▶

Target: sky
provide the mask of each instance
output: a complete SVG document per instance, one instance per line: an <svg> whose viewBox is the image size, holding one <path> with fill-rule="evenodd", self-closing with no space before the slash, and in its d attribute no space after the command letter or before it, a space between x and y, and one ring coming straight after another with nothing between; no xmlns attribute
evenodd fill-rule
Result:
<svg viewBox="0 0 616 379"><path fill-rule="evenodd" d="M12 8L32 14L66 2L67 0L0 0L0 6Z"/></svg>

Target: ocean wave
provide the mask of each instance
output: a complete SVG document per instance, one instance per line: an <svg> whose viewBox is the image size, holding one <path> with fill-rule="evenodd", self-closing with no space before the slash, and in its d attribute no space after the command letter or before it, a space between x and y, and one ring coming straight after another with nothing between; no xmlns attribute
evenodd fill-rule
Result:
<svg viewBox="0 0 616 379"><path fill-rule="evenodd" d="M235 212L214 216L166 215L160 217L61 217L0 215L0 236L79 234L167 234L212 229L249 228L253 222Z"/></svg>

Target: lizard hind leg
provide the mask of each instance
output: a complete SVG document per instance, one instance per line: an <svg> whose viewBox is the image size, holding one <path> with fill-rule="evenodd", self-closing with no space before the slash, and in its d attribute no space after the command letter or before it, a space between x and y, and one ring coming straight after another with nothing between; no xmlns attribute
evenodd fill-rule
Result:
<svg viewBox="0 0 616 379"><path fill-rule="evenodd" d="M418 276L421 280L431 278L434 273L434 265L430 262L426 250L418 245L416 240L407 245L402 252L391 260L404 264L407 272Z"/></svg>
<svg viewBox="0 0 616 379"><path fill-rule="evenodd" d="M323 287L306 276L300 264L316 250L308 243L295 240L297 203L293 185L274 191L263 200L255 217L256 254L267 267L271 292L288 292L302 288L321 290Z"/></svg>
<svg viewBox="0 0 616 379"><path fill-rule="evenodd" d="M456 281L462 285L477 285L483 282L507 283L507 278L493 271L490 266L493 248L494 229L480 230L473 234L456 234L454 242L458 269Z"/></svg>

◀

Reproduce word for word the lines of the entries, beginning with the line that contains "Target: ocean wave" and continuing through the line that contains "212L214 216L166 215L160", with both of those lines included.

• **Written solution**:
Target: ocean wave
provide the mask of each instance
output: a complete SVG document per instance, one instance per line: an <svg> whose viewBox is the image size, holding one <path> with fill-rule="evenodd", self-closing with no space before the slash, and in its d attribute no space after the command letter or before it, a space between x and y, and one ring coming straight after another with nothing between; no xmlns attribute
evenodd fill-rule
Result:
<svg viewBox="0 0 616 379"><path fill-rule="evenodd" d="M235 212L214 216L166 215L160 217L61 217L0 215L0 236L79 234L167 234L212 229L249 228L253 222Z"/></svg>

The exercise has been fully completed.